When I entered the Columban seminary in 1961 I could not have imagined such a congregation in any parish in Dublin, much less an altar-server whose parents were immigrants from Nigeria.
Our Lady Help of Christians Church, Drimnagh, Dublin
On a Christmas weekday a few months before I turned three I was thrown out of the church above, along with my pregnant mother, for shouting ‘Ba’ at the Infant in the crib.It was a traumatic experience for my mother. But whenever she would recall the event she would always add that the priest who ordered us out could not have done more for her sister, my Auntie Madge, who died four years later, in another parish.
In 1991, while at home in Dublin, I was asked by the Columbans to preach at all the Masses in that church on a Sunday in Lent when students from their final year in secondary school were observing a 24-hour fast to raise funds for Trócaire, the development agency of the Catholic Church in Ireland. I’ve never had a more attention-grabbing opening to a homily than I did that day: I was thrown out of this church. But by the time I had preached for the fourth time I felt a vicarious healing on behalf of my mother, who died in 1970. That was a real grace.
St Saviour’s Church, Dominic St, Dublin [Wikipedia]
In the old days churches belonging to religious orders in Dublin usually had High Mass on such days as Easter Monday and Whit (Pentecost) Monday and my father would bring me to one or other of them on those occasions. I distinctly recall that when I was maybe seven or eight being particularly attracted by the habit of the Dominican friars. I didn’t recognise then the beginnings of being called by God to be a priest but I see it now as such, even though I subsequently never considered becoming a Dominican.
I must confess that I wasn’t an entirely enthusiastic pilgrim when my father took me to High Mass or when my mother brought my brother and me to seven churches on Holy Thursday. I can see a reflection of my father in these words of Pope Francis in Evangelii Gaudium, No 167: Proclaiming Christ means showing that to believe in and to follow him is not only something right and true, but also something beautiful, capable of filling life with new splendour and profound joy, even in the midst of difficulties.Every expression of true beauty can thus be acknowledged as a path leading to an encounter with the Lord Jesus. My father seldom spoke about his faith but I could see even then, and more clearly later, how his faith permeated his whole life and how he felt uplifted by the beauty of the High Mass.

Tasks for this exercise
1) Rewrite the part of the passage that opens with the words containing "When I entered" and closes with "in another parish.", renaming "Auntie Madge" as "Aunt Madge".
2) Answer these questions from the passage.
(a) In what year did the writer enter the Columban seminary?
(b) For which agency were the final-year students raising funds with their 24-hour fast?
(c) The habit of which friars attracted the writer as a child?
The rows play no part in this.

[Segmentation dataset records]
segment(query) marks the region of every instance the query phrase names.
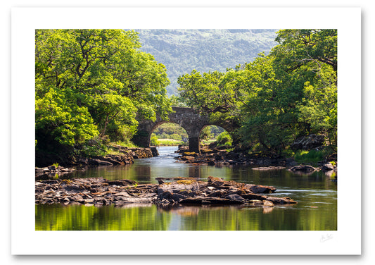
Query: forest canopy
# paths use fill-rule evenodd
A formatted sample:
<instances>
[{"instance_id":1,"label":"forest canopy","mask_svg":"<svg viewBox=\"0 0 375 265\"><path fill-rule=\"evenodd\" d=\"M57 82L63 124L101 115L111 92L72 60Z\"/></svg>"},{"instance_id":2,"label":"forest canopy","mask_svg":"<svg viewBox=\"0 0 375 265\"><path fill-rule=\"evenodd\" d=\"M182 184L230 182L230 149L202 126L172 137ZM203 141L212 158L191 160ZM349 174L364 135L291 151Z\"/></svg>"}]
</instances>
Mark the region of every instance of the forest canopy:
<instances>
[{"instance_id":1,"label":"forest canopy","mask_svg":"<svg viewBox=\"0 0 375 265\"><path fill-rule=\"evenodd\" d=\"M193 70L178 79L179 100L231 133L250 152L281 156L298 137L322 134L337 148L337 30L282 30L265 56L226 73Z\"/></svg>"},{"instance_id":2,"label":"forest canopy","mask_svg":"<svg viewBox=\"0 0 375 265\"><path fill-rule=\"evenodd\" d=\"M132 30L36 30L37 149L127 142L136 118L167 117L165 67L140 47Z\"/></svg>"}]
</instances>

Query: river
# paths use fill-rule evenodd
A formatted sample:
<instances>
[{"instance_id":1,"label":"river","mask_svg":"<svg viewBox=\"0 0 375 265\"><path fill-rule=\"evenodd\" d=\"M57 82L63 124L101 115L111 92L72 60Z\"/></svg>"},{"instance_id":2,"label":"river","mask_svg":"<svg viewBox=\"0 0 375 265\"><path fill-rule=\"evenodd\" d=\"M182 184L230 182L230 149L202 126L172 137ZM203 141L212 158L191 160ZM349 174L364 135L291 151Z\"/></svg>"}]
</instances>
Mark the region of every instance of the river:
<instances>
[{"instance_id":1,"label":"river","mask_svg":"<svg viewBox=\"0 0 375 265\"><path fill-rule=\"evenodd\" d=\"M158 148L159 156L135 159L125 166L88 168L64 175L132 179L157 183L157 177L210 175L225 180L274 186L272 195L298 202L273 208L250 207L184 207L172 209L155 205L117 207L36 204L37 230L336 230L337 183L322 172L298 175L286 170L256 171L250 166L217 167L177 162L177 147Z\"/></svg>"}]
</instances>

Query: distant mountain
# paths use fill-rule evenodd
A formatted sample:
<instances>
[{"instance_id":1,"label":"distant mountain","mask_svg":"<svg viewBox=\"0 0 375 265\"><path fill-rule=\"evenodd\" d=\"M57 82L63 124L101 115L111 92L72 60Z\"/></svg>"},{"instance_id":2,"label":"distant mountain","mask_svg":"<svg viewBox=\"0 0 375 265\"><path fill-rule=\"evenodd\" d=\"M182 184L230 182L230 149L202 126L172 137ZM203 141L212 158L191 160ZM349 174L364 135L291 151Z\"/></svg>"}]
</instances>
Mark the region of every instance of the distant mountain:
<instances>
[{"instance_id":1,"label":"distant mountain","mask_svg":"<svg viewBox=\"0 0 375 265\"><path fill-rule=\"evenodd\" d=\"M193 69L224 72L266 54L277 43L277 30L135 30L141 50L167 68L169 95L177 93L177 78Z\"/></svg>"}]
</instances>

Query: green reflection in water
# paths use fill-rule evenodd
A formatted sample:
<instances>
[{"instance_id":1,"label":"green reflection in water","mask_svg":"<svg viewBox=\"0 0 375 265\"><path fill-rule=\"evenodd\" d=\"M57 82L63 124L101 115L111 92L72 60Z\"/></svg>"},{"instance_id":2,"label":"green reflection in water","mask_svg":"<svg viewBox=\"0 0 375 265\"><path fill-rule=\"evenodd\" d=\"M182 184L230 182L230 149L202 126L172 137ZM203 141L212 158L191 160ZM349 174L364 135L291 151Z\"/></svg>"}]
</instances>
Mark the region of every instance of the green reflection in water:
<instances>
[{"instance_id":1,"label":"green reflection in water","mask_svg":"<svg viewBox=\"0 0 375 265\"><path fill-rule=\"evenodd\" d=\"M331 206L246 208L156 206L129 208L36 205L36 230L334 230Z\"/></svg>"},{"instance_id":2,"label":"green reflection in water","mask_svg":"<svg viewBox=\"0 0 375 265\"><path fill-rule=\"evenodd\" d=\"M155 206L35 205L37 230L167 230L170 216Z\"/></svg>"},{"instance_id":3,"label":"green reflection in water","mask_svg":"<svg viewBox=\"0 0 375 265\"><path fill-rule=\"evenodd\" d=\"M322 172L296 175L286 170L262 171L249 166L215 167L175 163L173 156L137 159L134 164L88 168L68 178L103 177L155 183L156 177L209 175L272 185L273 196L298 202L274 208L195 207L162 210L155 205L128 208L61 204L36 205L35 229L58 230L336 230L337 183Z\"/></svg>"}]
</instances>

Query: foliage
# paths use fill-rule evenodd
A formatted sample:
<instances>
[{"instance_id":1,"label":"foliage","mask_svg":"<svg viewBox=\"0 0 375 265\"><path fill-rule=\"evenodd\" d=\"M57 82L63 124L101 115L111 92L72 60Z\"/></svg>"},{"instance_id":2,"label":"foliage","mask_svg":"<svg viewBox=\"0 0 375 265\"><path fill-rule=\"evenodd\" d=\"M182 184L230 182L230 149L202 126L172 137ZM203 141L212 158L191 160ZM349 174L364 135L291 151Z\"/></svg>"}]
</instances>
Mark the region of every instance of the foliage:
<instances>
[{"instance_id":1,"label":"foliage","mask_svg":"<svg viewBox=\"0 0 375 265\"><path fill-rule=\"evenodd\" d=\"M177 94L177 79L191 69L225 71L252 61L276 45L276 30L136 30L141 49L167 69L168 94ZM176 105L173 105L176 106Z\"/></svg>"},{"instance_id":2,"label":"foliage","mask_svg":"<svg viewBox=\"0 0 375 265\"><path fill-rule=\"evenodd\" d=\"M37 148L129 141L137 118L172 111L165 66L139 51L134 31L35 32Z\"/></svg>"},{"instance_id":3,"label":"foliage","mask_svg":"<svg viewBox=\"0 0 375 265\"><path fill-rule=\"evenodd\" d=\"M337 146L337 31L284 30L266 56L227 72L179 78L180 97L257 152L280 156L299 137ZM227 123L227 124L226 124Z\"/></svg>"},{"instance_id":4,"label":"foliage","mask_svg":"<svg viewBox=\"0 0 375 265\"><path fill-rule=\"evenodd\" d=\"M150 144L154 147L158 147L160 145L160 142L158 140L158 137L155 135L151 135Z\"/></svg>"},{"instance_id":5,"label":"foliage","mask_svg":"<svg viewBox=\"0 0 375 265\"><path fill-rule=\"evenodd\" d=\"M217 142L217 146L231 146L233 139L228 133L228 132L223 132L217 136L216 142Z\"/></svg>"},{"instance_id":6,"label":"foliage","mask_svg":"<svg viewBox=\"0 0 375 265\"><path fill-rule=\"evenodd\" d=\"M315 149L299 150L295 152L294 159L297 163L317 163L323 160L324 154L322 151Z\"/></svg>"}]
</instances>

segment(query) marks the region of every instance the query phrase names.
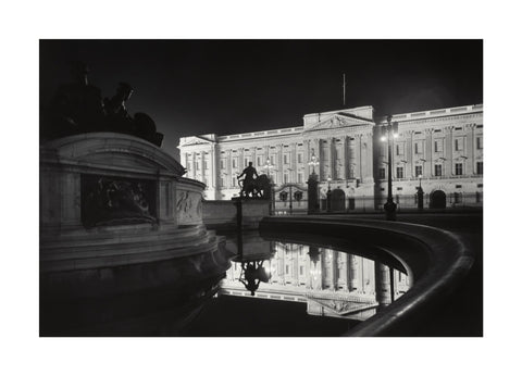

Results of the tasks
1)
When I entered the Columban seminary in 1961 I could not have imagined such a congregation in any parish in Dublin, much less an altar-server whose parents were immigrants from Nigeria.
Our Lady Help of Christians Church, Drimnagh, Dublin
On a Christmas weekday a few months before I turned three I was thrown out of the church above, along with my pregnant mother, for shouting ‘Ba’ at the Infant in the crib.It was a traumatic experience for my mother. But whenever she would recall the event she would always add that the priest who ordered us out could not have done more for her sister, my Aunt Madge, who died four years later, in another parish.

2)
(a) 1961
(b) Trócaire, the development agency of the Catholic Church in Ireland
(c) The Dominican friars